+++ GEKOZEN FRAGMENT +++

Psychosociale ontwikkeling: de rol van het gezin

Psychosociale ontwikkeling: de rol van het gezin Tijdens de adolescentie treden er veel veranderingen op. Sommige hiervan zijn door de maatschappij gegeven en zijn dus normatief voor alle adolescenten (hetzelfde voor alle adolescenten). Andere veranderingen vinden binnen het individu plaats, zoals biologische veranderingen, veranderingen in de manier van denken en een toename van denkmogelijkheden. Deze veranderingen hebben gevolgen voor sociale processen en omgekeerd. De twee belangrijkste sociale contexten zijn gezin en leeftijdgenoten

Gezinnen met adolescenten

Volgens de “Storm en Stress”-benadering van o.a. Blos en Freud staat de adolescentie in het teken van het losmakingsproces: het losmaken van de ‘infantiele’ ouderbanden, door Blos ook wel ‘de tweede separatie-individuatie’ genoemd. Dit zou gepaard gaan met conflicten tussen adolescenten en ouders, met opstandigheid en rebellie. Een te hechte en harmonieuze relatie met ouders in deze periode zou wijzen op intrapsychische problemen en een stagnerende groei naar volwassenheid. Bij jongeren wordt tijdens de adolescentie een toenemende prevalentie van klinische stoornissen en verschillende typen psychosociale problemen gevonden.

De adolescentie is voor 65% van de ouders de meeste stressvolle periode. Moeders vinden de puberteit moeilijker dan vaders. Ouders van dochter vinden het zwaarder dan ouders van zonen. De behoefte van jongeren om de ouderlijke autoriteit in twijfel te trekken, kan verwarrend zijn voor ouders. De ontwikkeling van autonomie wordt door sommige ouders opgevat als een aanval op het gezinssysteem en op hun rol als opvoeder. De rol als opvoeder is voor vele ouders een belangrijk deel van hun zelfdefinitie en dus kunnen conflicten met kinderen gepaard gaan met gevoelens van verlies, gevoelens van minder waardevol en invloedrijk zijn. Tevens bevinden ouders zich tijdens de adolescentie zelf in de mid-life crisis.

De ‘Storm en Stress’-benadering is afgewezen. Bij het grootste deel van de jongeren is er geen sprake van ernstige en langdurige conflicten. Tevens gaat het vaak niet om een plotselinge verslechtering maar om een continuering van problemen uit eerdere leeftijdsperioden.
De relaties met de ouders verandert van een unilaterale, hiërarchische relatie naar een meer gelijkwaardige relatie.

+++

> _DE OPDRACHT_
Zet de tekst over de rol van het gezin in de psychosociale ontwikkeling alsjeblieft voort na de laatste zin.

+++ AANGELEVERDE GEGEVENS +++

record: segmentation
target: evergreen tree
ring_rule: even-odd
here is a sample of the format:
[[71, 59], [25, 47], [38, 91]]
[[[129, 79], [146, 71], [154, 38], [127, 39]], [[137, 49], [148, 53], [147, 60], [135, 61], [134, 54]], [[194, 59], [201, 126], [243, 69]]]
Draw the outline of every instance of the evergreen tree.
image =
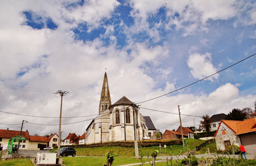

+++

> _UITKOMST OEFENING_
Opvoeding in de adolescentie

Opvoedingsgedrag wordt getypeerd met behulp van twee centrale dimensies: ondersteuning en controle. Deze twee sluiten aan bij de belangrijkste functies die ouders vervullen.
  1. Het bieden van een verzorgende, beschermende omgeving waarin het kind zich kan ontwikkelen (ondersteuning). Zoals liefde en zorg, acceptatie, helpen, samenwerken; en
  2. Overdracht van kennis, waarden en normen en het beiden van structuur (ouderlijke controle).
Negatieve aspecten van controle zijn het stellen van strikte regels die het kind geen bewegingsvrijheid toelaten, het toepassen van macht in de vorm van straf en verbieden. Dit heet ook wel autoritaire controle en hangt negatief samen met sociale en cognitieve competentie van het kind. Positieve aspecten van controle zijn reden en uitleg geven waarom iets moet of niet mag, door informatie en aanwijzingen te geven (inductie) en door beroep te doen op de verantwoordelijkheid en zelfstandigheid van het kind (demandingness). Dit heet ook wel autoritatieve controle en heeft een positief effect op de ontwikkeling van het kind.

Tevens wordt er een onderscheid gemaakt tussen psychologische controle en gedragscontrole. Psychologische controle remt de ontwikkeling naar autonomie en hangt negatief samen met adequaat psychosociaal functioneren. Het vormt een risicofactor voor internaliserende problemen. Gedragscontrole is het remmen van het gedrag. Bij te weinig gedragscontrole kunnen er problemen ontstaan zoals ongehoorzaamheid, agressie, delinquentie en drugsgebruik.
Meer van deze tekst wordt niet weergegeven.